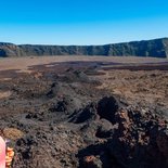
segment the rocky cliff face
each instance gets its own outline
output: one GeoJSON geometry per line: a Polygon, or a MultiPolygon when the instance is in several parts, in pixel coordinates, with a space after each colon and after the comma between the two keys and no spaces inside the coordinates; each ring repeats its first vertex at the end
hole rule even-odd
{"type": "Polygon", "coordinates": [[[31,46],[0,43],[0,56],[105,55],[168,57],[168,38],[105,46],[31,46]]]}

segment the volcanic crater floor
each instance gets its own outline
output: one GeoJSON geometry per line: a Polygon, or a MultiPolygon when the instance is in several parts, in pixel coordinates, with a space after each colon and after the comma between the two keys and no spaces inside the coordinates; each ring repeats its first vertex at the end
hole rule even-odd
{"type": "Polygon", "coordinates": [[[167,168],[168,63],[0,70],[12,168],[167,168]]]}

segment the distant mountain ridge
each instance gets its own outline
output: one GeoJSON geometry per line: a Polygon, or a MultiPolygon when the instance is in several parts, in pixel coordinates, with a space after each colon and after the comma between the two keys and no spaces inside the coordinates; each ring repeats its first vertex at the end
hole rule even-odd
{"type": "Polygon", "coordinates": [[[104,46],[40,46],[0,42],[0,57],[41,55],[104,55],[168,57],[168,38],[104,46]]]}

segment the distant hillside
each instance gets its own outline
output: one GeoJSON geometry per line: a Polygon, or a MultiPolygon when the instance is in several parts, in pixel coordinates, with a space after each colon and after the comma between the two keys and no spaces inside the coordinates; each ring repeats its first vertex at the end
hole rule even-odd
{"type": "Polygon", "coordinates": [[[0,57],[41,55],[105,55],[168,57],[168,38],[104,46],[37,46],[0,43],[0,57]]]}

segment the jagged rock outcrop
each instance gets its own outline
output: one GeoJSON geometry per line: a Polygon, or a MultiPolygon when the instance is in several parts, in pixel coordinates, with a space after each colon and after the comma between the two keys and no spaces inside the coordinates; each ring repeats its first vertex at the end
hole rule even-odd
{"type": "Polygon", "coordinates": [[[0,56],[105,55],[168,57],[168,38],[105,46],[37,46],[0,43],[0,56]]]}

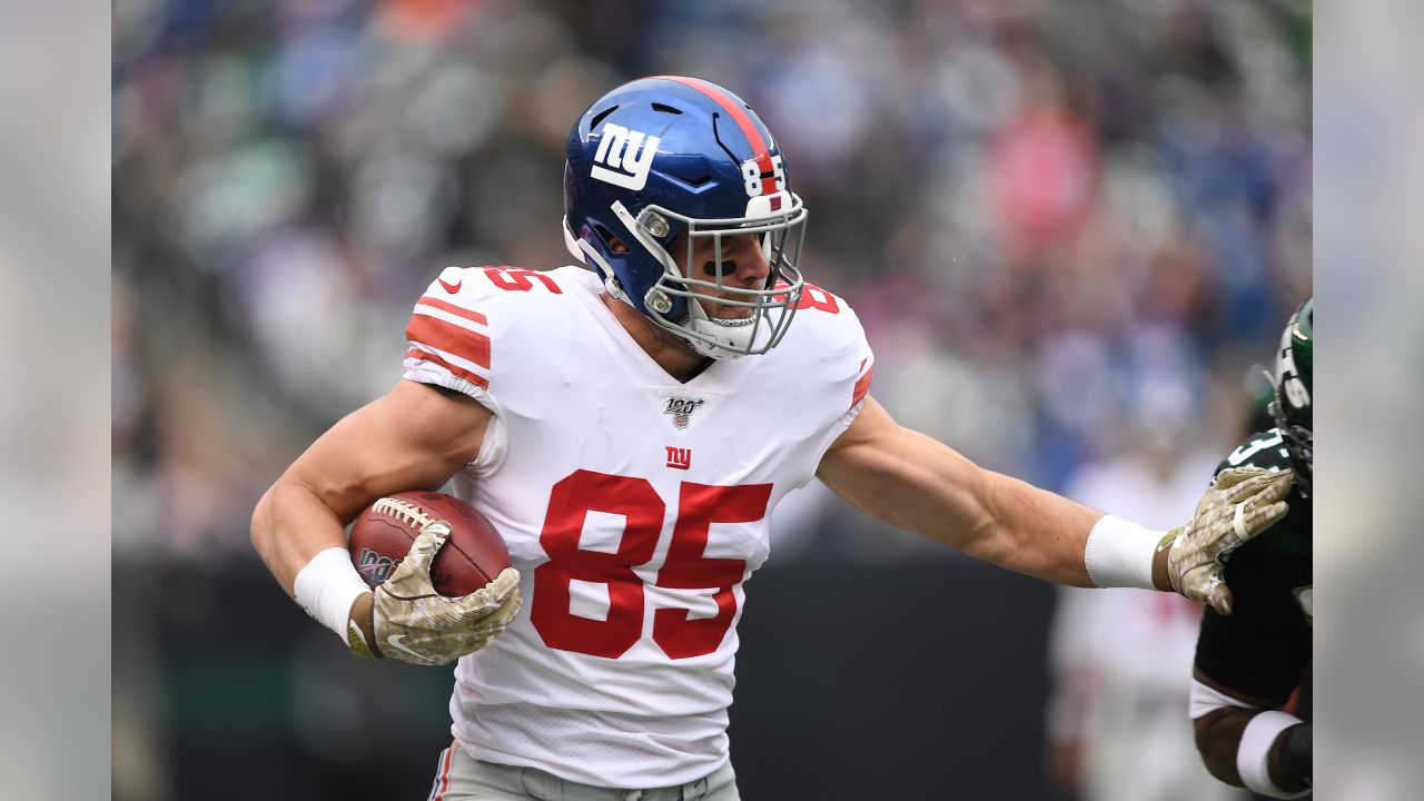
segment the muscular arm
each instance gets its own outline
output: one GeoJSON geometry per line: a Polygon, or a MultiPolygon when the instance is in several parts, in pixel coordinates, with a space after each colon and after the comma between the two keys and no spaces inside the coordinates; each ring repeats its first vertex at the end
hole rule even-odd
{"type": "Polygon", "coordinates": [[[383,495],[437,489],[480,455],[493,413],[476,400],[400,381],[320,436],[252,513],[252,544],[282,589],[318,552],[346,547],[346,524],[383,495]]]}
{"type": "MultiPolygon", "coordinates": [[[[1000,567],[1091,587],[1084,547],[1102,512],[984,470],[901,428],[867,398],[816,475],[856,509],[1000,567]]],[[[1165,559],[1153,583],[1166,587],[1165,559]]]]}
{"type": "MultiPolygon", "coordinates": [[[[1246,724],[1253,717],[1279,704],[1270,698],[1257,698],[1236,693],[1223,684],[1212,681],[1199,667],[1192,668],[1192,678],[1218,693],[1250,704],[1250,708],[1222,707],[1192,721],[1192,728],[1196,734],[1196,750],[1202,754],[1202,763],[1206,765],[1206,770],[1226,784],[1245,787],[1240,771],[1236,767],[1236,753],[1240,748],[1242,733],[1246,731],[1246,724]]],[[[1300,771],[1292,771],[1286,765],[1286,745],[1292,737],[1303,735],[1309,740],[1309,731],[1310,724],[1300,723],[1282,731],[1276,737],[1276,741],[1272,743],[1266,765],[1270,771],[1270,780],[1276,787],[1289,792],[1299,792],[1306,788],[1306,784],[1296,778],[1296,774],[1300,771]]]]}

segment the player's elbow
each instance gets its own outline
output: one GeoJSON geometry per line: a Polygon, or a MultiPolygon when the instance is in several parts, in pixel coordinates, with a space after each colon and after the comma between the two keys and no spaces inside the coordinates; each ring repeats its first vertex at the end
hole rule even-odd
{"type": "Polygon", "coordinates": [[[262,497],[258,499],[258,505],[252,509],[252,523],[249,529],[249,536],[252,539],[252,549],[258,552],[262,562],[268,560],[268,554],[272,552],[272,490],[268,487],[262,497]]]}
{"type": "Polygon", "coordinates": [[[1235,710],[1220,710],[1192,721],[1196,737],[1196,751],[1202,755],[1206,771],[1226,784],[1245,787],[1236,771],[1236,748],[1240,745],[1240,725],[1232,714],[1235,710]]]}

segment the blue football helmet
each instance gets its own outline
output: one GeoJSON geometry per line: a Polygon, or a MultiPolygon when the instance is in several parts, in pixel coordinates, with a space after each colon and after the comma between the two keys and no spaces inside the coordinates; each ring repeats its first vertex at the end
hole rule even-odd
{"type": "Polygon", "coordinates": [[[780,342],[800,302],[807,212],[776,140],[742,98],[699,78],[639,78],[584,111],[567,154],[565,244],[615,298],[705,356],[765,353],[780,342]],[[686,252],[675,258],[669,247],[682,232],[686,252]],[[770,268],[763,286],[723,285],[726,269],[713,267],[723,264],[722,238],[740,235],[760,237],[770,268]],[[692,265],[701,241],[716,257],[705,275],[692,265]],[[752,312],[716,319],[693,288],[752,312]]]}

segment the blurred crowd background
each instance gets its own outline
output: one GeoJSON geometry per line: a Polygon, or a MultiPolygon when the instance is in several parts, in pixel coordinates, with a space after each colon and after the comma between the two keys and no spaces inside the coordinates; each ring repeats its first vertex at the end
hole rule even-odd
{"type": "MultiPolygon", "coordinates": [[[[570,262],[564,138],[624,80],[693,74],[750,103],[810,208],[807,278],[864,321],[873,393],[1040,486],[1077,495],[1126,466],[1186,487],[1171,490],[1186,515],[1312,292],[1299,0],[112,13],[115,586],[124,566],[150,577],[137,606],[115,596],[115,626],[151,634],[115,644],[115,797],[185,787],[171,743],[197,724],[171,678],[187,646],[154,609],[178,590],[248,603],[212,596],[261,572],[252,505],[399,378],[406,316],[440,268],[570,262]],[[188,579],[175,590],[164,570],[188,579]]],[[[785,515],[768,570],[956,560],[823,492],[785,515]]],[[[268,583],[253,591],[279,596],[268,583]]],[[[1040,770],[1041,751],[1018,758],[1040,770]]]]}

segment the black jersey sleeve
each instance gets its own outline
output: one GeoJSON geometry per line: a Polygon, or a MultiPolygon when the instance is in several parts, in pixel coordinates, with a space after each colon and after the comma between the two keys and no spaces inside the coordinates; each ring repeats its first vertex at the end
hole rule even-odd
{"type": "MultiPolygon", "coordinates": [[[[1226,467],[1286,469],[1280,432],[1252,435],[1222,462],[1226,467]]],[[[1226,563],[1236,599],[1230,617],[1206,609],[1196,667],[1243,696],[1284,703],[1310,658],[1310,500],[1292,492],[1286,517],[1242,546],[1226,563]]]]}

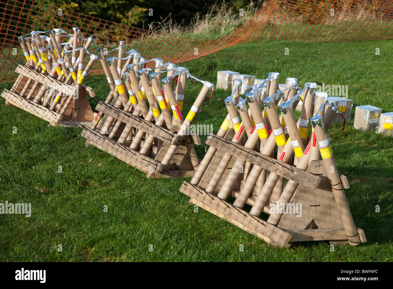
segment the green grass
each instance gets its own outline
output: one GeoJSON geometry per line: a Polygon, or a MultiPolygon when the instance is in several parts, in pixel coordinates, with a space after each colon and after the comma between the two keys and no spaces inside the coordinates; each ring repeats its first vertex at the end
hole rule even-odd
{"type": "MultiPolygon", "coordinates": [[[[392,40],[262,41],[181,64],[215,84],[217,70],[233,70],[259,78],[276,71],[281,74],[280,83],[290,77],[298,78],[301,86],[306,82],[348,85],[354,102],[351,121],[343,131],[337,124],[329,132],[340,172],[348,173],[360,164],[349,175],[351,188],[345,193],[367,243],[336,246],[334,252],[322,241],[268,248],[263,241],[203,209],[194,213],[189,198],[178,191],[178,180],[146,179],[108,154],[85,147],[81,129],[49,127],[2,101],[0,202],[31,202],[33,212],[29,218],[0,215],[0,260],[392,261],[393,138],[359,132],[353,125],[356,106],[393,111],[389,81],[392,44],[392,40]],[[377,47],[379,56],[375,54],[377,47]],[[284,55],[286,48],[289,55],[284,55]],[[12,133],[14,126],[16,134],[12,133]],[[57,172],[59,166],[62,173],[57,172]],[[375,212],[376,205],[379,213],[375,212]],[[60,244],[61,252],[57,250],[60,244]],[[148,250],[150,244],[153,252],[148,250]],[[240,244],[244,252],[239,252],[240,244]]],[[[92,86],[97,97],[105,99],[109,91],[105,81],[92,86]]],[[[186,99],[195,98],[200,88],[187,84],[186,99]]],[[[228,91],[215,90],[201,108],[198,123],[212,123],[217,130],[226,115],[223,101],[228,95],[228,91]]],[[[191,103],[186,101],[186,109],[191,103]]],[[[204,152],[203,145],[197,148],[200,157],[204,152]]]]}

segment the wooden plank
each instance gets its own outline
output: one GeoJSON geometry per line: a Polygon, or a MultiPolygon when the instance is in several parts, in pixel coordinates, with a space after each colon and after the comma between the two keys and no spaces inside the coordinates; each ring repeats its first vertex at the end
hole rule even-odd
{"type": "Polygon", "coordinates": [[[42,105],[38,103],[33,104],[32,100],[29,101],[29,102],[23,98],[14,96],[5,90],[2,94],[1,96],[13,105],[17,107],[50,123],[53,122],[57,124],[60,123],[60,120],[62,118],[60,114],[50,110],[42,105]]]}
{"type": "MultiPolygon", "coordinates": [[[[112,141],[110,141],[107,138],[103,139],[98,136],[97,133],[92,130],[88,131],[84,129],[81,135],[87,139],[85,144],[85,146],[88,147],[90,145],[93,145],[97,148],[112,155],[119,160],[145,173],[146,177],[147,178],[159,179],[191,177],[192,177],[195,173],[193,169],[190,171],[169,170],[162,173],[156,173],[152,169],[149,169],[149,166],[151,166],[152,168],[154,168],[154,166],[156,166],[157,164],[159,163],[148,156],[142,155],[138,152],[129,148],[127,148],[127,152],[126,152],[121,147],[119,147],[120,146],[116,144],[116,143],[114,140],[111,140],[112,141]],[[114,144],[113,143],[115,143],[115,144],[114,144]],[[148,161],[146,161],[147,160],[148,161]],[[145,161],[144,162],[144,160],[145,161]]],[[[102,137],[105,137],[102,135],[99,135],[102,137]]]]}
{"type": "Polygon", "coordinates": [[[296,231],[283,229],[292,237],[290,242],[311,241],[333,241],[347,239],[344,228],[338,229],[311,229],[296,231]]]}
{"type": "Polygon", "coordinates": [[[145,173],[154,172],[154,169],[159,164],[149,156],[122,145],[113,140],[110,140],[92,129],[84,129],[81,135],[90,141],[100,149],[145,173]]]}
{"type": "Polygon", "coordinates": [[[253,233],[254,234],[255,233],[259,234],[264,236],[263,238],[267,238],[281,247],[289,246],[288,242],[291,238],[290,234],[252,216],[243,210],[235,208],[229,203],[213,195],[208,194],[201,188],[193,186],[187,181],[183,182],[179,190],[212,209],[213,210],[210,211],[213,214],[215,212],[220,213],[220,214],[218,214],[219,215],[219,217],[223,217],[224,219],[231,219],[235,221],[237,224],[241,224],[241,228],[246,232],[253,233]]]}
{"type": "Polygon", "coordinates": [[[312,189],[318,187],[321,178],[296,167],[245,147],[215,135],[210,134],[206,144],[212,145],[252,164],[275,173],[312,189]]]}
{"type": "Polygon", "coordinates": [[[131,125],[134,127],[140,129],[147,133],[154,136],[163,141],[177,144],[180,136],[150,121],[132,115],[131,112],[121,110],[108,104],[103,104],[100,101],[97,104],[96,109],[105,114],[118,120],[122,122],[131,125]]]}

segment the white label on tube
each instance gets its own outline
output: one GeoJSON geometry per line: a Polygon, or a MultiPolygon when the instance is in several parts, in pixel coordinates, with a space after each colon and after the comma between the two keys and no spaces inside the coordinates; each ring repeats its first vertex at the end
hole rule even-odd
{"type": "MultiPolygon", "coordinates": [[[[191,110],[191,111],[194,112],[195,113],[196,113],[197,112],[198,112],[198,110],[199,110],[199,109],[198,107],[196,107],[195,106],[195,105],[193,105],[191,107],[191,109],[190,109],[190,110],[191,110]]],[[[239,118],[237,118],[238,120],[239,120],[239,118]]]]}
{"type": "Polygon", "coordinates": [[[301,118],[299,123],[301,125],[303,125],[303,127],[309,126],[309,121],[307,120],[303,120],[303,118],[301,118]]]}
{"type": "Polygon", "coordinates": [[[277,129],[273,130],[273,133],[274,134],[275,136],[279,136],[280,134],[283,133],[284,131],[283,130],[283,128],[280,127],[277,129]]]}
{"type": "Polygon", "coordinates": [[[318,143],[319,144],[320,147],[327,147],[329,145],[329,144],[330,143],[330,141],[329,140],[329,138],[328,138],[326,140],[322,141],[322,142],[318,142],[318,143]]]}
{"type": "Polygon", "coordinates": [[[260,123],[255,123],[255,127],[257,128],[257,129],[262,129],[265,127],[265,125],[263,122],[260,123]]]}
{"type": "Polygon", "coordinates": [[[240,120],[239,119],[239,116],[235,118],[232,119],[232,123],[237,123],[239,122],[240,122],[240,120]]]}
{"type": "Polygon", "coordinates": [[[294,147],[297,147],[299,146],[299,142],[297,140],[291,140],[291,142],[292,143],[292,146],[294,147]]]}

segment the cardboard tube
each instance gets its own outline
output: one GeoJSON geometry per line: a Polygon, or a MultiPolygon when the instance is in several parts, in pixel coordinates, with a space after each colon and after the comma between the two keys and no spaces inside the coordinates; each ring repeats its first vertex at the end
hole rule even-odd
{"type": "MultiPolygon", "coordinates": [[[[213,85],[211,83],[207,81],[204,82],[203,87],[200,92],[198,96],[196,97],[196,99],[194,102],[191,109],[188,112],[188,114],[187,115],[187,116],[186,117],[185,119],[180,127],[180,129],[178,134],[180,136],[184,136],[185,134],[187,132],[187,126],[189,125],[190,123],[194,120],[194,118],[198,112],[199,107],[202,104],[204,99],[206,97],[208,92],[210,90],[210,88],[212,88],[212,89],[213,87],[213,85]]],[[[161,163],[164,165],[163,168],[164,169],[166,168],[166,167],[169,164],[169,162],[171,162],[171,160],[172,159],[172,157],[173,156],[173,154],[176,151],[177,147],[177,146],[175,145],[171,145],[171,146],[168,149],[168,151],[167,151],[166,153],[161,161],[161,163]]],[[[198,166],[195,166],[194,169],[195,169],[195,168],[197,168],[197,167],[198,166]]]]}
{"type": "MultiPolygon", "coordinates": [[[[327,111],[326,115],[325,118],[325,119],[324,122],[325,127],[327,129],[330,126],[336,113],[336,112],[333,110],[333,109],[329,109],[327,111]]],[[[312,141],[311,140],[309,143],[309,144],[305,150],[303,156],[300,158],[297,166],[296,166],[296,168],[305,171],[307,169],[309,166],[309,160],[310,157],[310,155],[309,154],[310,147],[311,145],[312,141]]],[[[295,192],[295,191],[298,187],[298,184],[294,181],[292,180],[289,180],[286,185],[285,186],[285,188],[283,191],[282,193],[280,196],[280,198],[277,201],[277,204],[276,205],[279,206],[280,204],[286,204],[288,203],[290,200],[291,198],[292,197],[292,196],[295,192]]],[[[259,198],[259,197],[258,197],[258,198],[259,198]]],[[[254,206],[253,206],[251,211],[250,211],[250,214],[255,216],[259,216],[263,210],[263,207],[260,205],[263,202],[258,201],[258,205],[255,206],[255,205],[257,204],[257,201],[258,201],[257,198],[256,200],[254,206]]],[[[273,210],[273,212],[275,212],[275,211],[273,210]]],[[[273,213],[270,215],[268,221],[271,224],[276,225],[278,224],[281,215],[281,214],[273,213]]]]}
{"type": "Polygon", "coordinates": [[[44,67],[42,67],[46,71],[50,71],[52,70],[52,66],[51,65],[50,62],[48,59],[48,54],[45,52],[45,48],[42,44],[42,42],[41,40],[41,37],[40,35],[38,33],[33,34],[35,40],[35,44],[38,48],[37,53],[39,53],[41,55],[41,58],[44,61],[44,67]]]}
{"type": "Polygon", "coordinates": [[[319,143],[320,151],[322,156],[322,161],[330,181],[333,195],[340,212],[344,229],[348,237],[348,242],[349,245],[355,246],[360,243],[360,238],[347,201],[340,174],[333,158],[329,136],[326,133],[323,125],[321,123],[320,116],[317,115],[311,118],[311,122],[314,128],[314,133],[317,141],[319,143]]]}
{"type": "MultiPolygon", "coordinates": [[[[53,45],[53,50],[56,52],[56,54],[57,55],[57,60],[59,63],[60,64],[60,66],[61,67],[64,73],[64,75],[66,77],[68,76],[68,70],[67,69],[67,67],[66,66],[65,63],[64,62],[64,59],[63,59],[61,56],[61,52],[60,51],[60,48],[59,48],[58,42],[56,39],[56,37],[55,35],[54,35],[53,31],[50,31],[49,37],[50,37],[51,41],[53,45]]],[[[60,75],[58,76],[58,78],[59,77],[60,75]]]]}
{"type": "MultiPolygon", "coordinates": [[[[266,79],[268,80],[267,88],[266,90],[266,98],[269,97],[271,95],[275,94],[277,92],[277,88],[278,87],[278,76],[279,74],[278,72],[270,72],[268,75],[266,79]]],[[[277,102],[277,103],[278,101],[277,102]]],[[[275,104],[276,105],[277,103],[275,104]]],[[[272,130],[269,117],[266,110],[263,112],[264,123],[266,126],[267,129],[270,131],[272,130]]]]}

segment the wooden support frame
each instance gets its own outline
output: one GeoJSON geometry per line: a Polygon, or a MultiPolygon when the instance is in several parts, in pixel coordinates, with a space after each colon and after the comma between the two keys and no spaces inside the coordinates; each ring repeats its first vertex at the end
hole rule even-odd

_ _ _

## Problem statement
Recast everything from the line containing "segment the wooden support frame" down to the end of the items as a JSON array of strings, with one string per line and blank lines omitted.

## Complete response
[
  "segment the wooden support frame",
  "each instance gets its own outline",
  "output: one GeoJSON geometry per line: a Polygon, or a MultiPolygon when the instance is in several parts, in pixel coordinates, with a space after each colon and after the comma between the two keys and no spaces inside the coordinates; each ring repeats its first vertex at the end",
  "hole rule even-odd"
]